[Excerpts from labeled region data]
──────
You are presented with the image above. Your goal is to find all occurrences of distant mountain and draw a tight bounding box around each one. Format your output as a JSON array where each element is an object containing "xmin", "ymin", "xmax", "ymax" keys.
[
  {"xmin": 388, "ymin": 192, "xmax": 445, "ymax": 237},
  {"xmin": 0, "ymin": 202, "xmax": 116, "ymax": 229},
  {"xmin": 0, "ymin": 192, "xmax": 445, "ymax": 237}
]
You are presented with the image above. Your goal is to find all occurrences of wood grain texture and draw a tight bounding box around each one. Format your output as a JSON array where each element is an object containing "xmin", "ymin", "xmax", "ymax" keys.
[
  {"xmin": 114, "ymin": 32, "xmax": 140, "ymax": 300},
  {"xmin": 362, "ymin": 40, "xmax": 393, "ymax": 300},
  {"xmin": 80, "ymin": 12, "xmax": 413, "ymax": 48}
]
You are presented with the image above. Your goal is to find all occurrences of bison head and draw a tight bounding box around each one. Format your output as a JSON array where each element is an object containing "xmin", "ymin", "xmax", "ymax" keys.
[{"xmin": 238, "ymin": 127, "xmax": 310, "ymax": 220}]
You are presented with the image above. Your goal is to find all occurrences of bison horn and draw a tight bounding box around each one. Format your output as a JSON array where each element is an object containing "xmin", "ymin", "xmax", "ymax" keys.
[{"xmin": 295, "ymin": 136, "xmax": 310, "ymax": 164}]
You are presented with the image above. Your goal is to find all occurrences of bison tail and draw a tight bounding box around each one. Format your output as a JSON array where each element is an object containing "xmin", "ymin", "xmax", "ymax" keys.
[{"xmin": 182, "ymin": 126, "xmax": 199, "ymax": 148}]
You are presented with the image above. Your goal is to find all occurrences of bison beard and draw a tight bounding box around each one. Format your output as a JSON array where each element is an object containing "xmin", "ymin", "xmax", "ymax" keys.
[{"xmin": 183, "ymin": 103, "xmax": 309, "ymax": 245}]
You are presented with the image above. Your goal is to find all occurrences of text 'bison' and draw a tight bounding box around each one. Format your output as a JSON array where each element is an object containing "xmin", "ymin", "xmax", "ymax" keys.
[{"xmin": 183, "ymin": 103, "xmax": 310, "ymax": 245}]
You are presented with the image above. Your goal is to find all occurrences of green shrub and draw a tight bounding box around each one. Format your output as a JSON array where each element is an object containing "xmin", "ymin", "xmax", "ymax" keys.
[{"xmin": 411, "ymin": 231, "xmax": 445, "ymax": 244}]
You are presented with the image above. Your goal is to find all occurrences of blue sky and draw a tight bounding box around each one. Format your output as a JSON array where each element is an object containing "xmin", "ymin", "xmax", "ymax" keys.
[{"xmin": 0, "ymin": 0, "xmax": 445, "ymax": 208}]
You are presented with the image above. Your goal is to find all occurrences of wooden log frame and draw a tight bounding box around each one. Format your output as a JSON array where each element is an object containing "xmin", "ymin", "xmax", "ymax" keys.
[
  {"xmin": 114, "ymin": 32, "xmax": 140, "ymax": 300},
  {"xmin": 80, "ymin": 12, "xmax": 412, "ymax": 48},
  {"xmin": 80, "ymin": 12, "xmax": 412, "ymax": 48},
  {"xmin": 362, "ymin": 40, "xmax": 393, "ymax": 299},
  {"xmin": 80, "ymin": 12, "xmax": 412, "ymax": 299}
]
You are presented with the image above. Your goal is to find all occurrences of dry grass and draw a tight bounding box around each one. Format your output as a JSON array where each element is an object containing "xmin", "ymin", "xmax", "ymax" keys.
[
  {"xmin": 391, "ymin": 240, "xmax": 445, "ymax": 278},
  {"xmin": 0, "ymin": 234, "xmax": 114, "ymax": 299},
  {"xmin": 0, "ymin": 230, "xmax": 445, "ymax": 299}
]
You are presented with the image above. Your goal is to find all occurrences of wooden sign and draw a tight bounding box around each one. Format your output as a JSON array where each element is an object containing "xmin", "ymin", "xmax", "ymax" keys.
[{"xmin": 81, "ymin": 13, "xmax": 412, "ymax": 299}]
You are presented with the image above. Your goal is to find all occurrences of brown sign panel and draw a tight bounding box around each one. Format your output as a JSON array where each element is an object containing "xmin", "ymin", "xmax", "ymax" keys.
──────
Copy every line of the entries above word for word, from start to finish.

FULL ANSWER.
You are presented with the image above. Your goal is to find all occurrences of distant mountain and draw a tight bounding box around each one. Format your output as a JSON array where each element is an object containing "xmin", "ymin", "xmax", "ymax" keys.
[
  {"xmin": 388, "ymin": 192, "xmax": 445, "ymax": 237},
  {"xmin": 0, "ymin": 202, "xmax": 116, "ymax": 229},
  {"xmin": 0, "ymin": 192, "xmax": 445, "ymax": 237}
]
You are presented with the image above. Your goal is to find all occurrences of wood grain texture and draw a tight bounding box around each one. Format your output as a JSON array where each element is an object containing "xmin", "ymin", "xmax", "ymax" keys.
[
  {"xmin": 114, "ymin": 32, "xmax": 140, "ymax": 300},
  {"xmin": 362, "ymin": 40, "xmax": 393, "ymax": 300},
  {"xmin": 80, "ymin": 12, "xmax": 413, "ymax": 48}
]
You are presented with the image above. Your goal is to find all occurrences of bison head and draw a tight bounding box around each one. Format your output as a JSON array where each element is an object containing "xmin", "ymin", "xmax", "ymax" keys.
[{"xmin": 238, "ymin": 127, "xmax": 310, "ymax": 220}]
You are presented with the image above. Your goal is to find all occurrences of bison horn and draw a tight bounding box around each one. Format your output as a JSON array where each element is an object containing "xmin", "ymin", "xmax", "ymax" keys.
[{"xmin": 295, "ymin": 136, "xmax": 310, "ymax": 164}]
You are presented with the image above. Your goal is to find all occurrences of bison tail and draw a tight bounding box around each one. Format your output as a JSON array where each element is an object containing "xmin", "ymin", "xmax", "ymax" keys.
[{"xmin": 182, "ymin": 126, "xmax": 199, "ymax": 148}]
You are presented with the image above. Your goal is to find all occurrences of bison beard and draw a tight bounding box around each one. Format your output as a JSON array where each element is an object containing "xmin", "ymin", "xmax", "ymax" keys.
[{"xmin": 183, "ymin": 103, "xmax": 309, "ymax": 245}]
You are presented with the image above. Your goal is to find all occurrences of text 'bison' and draw a tight bounding box around each one. Format your output as a JSON array where each element is an object containing "xmin", "ymin", "xmax", "ymax" keys.
[{"xmin": 183, "ymin": 103, "xmax": 310, "ymax": 245}]
You are presented with the image above. Your goal is to find all occurrences of green shrub and draw a tight bounding box around each one. Format your output as a JSON array where each element is an object containing "xmin", "ymin", "xmax", "ymax" keys.
[{"xmin": 411, "ymin": 231, "xmax": 445, "ymax": 244}]
You are presented with the image above. Your goal is to find all occurrences of blue sky and draw a tight bounding box around each one. Format your output as a JSON array where each element is an object containing "xmin", "ymin", "xmax", "ymax" keys.
[{"xmin": 0, "ymin": 0, "xmax": 445, "ymax": 208}]
You are presented with the image above. Your goal is to find all occurrences of wooden log frame and draw a tight bounding box around each one. Format your output as a JSON array where each element is an object containing "xmin", "ymin", "xmax", "ymax" keys.
[
  {"xmin": 114, "ymin": 32, "xmax": 140, "ymax": 300},
  {"xmin": 80, "ymin": 12, "xmax": 412, "ymax": 48},
  {"xmin": 80, "ymin": 12, "xmax": 412, "ymax": 48},
  {"xmin": 362, "ymin": 40, "xmax": 393, "ymax": 299},
  {"xmin": 80, "ymin": 12, "xmax": 412, "ymax": 299}
]
You are presented with the image above. Your goal is to find all occurrences of dry grass and draw a tight bounding box around each one. Format your output as a JSON array where each element is an object containing "xmin", "ymin", "xmax", "ymax" keys.
[
  {"xmin": 391, "ymin": 240, "xmax": 445, "ymax": 278},
  {"xmin": 0, "ymin": 234, "xmax": 114, "ymax": 299},
  {"xmin": 0, "ymin": 230, "xmax": 445, "ymax": 299}
]
You are presented with the image above. Your goal is to find all occurrences of wooden sign and draw a tight bounding box around each one. Format your output as a JSON array where each element is an object containing "xmin", "ymin", "xmax", "ymax" keys.
[{"xmin": 81, "ymin": 13, "xmax": 412, "ymax": 299}]
You are presented with the image above. Your goal is to find all occurrences of brown sign panel and draw a tight bounding box around each one. Format your output as a JSON array where each element is an object containing "xmin", "ymin", "xmax", "ymax" keys.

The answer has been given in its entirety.